EXCERPTED PASSAGE
****************

With the inception of Remote Work culture, many companies have transformed their work culture to a flexible one. Since now, many of you are working remotely; you know how it takes to sustain collaboration in a remote team. But today we have Barbra Gago Chief Marketing Officer - Miro, who has brought us into the insights of how they manage collaboration in their remote teams. 

1. Collaborating Through a Virtual Whiteboard

Whiteboards are an essential part of any team. And for virtual teams, it becomes more important to have a virtual set up that engages them and keeps them in the loop. And that’s how Miro was incepted. 

At its core, it creates an intimate virtual whiteboard that helps the team collaborate virtually. It has been proved highly significant, especially for product teams, for developing product strategies virtually.

Work Remotely Like Miro

2. Collaboration Needs in a Remote Team Vs. in a Co-located Team

Barbra Gago the Chief Marketing Officer, Miro says - 

“It’s not about how much work one gets done; it’s about how team members work together.”

There is a trend of hiring distributed workforce among organizations today, but they fail at efficiently engaging remote teams. This leads to a feeling of isolation and dissatisfaction among the team members, especially in co-located teams. Most organizations want to keep their way of working simple but is critical for remote (and co-located teams) to have a structure and process for their way of working.  

3. [Lack of Processes] Its Impact on Distributed Teams

If you don’t have the right processes in place, you might take twice the time to get something done in a virtual environment.

****************

RAW DATA
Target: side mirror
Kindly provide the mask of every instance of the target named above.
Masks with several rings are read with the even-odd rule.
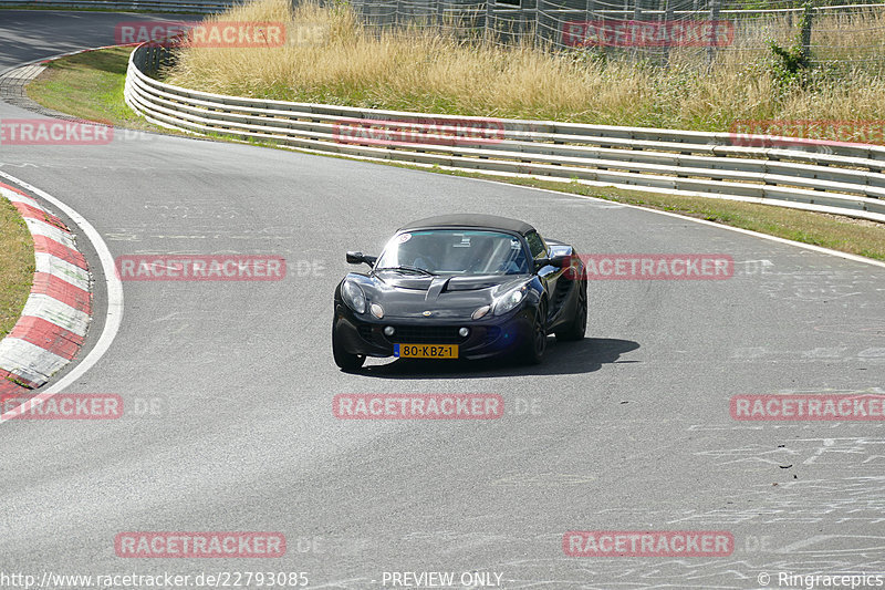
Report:
[[[572,265],[572,257],[569,256],[568,253],[554,256],[553,258],[550,259],[548,265],[556,268],[570,267]]]
[[[362,265],[365,262],[369,267],[375,266],[375,260],[377,257],[375,256],[365,256],[363,252],[347,252],[347,263],[348,265]]]
[[[556,267],[556,268],[566,268],[571,266],[572,257],[568,253],[553,256],[551,258],[535,258],[534,260],[534,269],[541,269],[544,267]]]

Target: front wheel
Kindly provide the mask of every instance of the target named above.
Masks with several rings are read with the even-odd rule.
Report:
[[[335,322],[332,322],[332,356],[335,359],[335,364],[345,372],[358,370],[366,362],[365,354],[352,354],[345,351],[337,339],[336,332]]]
[[[546,350],[546,301],[541,301],[532,321],[532,331],[522,346],[521,360],[528,364],[541,364]]]

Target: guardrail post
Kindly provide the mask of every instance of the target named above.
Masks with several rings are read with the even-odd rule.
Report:
[[[534,3],[534,44],[541,44],[541,7],[544,0],[537,0]]]
[[[710,21],[716,25],[719,20],[719,2],[720,0],[710,0]],[[712,65],[712,60],[716,58],[716,48],[710,44],[707,48],[707,64]]]
[[[667,65],[670,61],[670,49],[673,44],[673,37],[670,35],[673,25],[673,0],[660,0],[660,3],[664,4],[663,24],[667,34],[667,44],[664,45],[664,65]]]
[[[486,0],[486,41],[491,42],[494,32],[494,9],[492,8],[494,0]]]
[[[803,8],[802,18],[802,53],[805,58],[811,56],[811,24],[814,20],[814,2],[808,0]]]

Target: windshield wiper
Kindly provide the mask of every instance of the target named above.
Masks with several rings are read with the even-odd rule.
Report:
[[[376,268],[375,270],[376,271],[378,271],[378,270],[398,270],[398,271],[406,271],[406,272],[417,272],[418,275],[426,275],[428,277],[436,277],[437,276],[436,272],[430,272],[426,268],[410,267],[408,265],[399,265],[398,267],[382,267],[382,268]]]

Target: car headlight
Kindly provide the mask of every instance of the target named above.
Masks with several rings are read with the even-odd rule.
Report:
[[[356,313],[366,312],[366,294],[360,289],[358,284],[344,281],[344,284],[341,286],[341,298]]]
[[[486,314],[491,309],[491,306],[482,306],[481,308],[477,309],[473,313],[470,314],[470,318],[478,320],[480,318],[485,318]]]
[[[522,302],[525,297],[525,286],[513,289],[494,302],[494,314],[502,315]]]

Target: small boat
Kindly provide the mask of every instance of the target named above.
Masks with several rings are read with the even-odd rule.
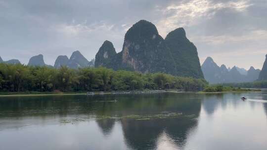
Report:
[[[241,100],[244,101],[244,100],[245,100],[246,99],[247,99],[247,98],[245,96],[243,96],[241,97]]]

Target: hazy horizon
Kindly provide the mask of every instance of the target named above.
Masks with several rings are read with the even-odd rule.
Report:
[[[267,53],[266,0],[0,0],[0,56],[6,61],[79,50],[90,60],[105,40],[122,50],[124,35],[139,20],[150,21],[163,38],[183,27],[202,64],[262,69]]]

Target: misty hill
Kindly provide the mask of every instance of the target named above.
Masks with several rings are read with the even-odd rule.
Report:
[[[89,62],[79,51],[74,52],[68,62],[67,66],[72,69],[84,68],[88,66]]]
[[[108,40],[105,41],[95,55],[94,66],[111,67],[111,60],[116,54],[112,43]]]
[[[69,62],[69,58],[67,56],[58,56],[56,58],[54,67],[55,68],[59,68],[61,66],[67,66],[68,62]]]
[[[40,54],[32,57],[30,59],[28,66],[46,66],[44,61],[44,56]]]
[[[248,74],[248,71],[244,68],[240,68],[237,66],[235,66],[236,69],[241,75],[247,75]]]
[[[17,60],[17,59],[11,59],[9,60],[6,61],[4,61],[1,57],[0,57],[0,63],[4,63],[9,64],[20,64],[20,62]]]
[[[267,80],[267,55],[266,56],[266,59],[263,67],[263,69],[259,76],[259,80]]]
[[[5,61],[4,63],[8,64],[20,64],[20,62],[17,59],[11,59],[7,61]]]
[[[252,82],[256,80],[260,72],[251,67],[247,75],[242,75],[236,66],[231,69],[227,69],[224,65],[221,67],[208,57],[201,66],[205,78],[211,83]]]
[[[203,78],[197,48],[186,38],[183,28],[171,32],[165,42],[174,59],[177,75]]]
[[[89,62],[89,63],[88,63],[88,65],[87,65],[88,67],[94,67],[94,62],[95,62],[94,59],[91,60],[91,61]]]
[[[106,45],[106,49],[100,47],[96,55],[95,67],[203,78],[196,48],[182,28],[172,31],[164,39],[154,24],[140,20],[126,33],[121,52],[116,54],[112,43]],[[108,52],[111,57],[105,58]]]

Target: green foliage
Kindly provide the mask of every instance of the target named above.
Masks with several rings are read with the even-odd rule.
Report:
[[[214,85],[213,86],[207,86],[204,92],[229,92],[229,91],[255,91],[257,90],[253,90],[246,88],[241,88],[240,87],[238,88],[233,86],[223,86],[222,85]]]
[[[203,79],[175,76],[163,73],[142,74],[105,68],[73,70],[21,64],[0,64],[0,92],[126,91],[177,89],[199,91]]]
[[[253,82],[224,83],[222,85],[234,87],[267,88],[267,80],[256,81]]]

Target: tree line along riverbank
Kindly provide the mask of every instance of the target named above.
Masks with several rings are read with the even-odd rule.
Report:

****************

PROBLEM 1
Reproduce the part of the remote collaboration text above, starting at "There is a trend" and ending at "way of working.".
PROBLEM 2
According to the remote collaboration text above, why do distributed teams need the right processes in place?

SOLUTION 1
There is a trend of hiring distributed workforce among organizations today, but they fail at efficiently engaging remote teams. This leads to a feeling of isolation and dissatisfaction among the team members, especially in co-located teams. Most organizations want to keep their way of working simple but is critical for remote (and co-located teams) to have a structure and process for their way of working.

SOLUTION 2
Without the right processes, a team might take twice the time to get something done in a virtual environment.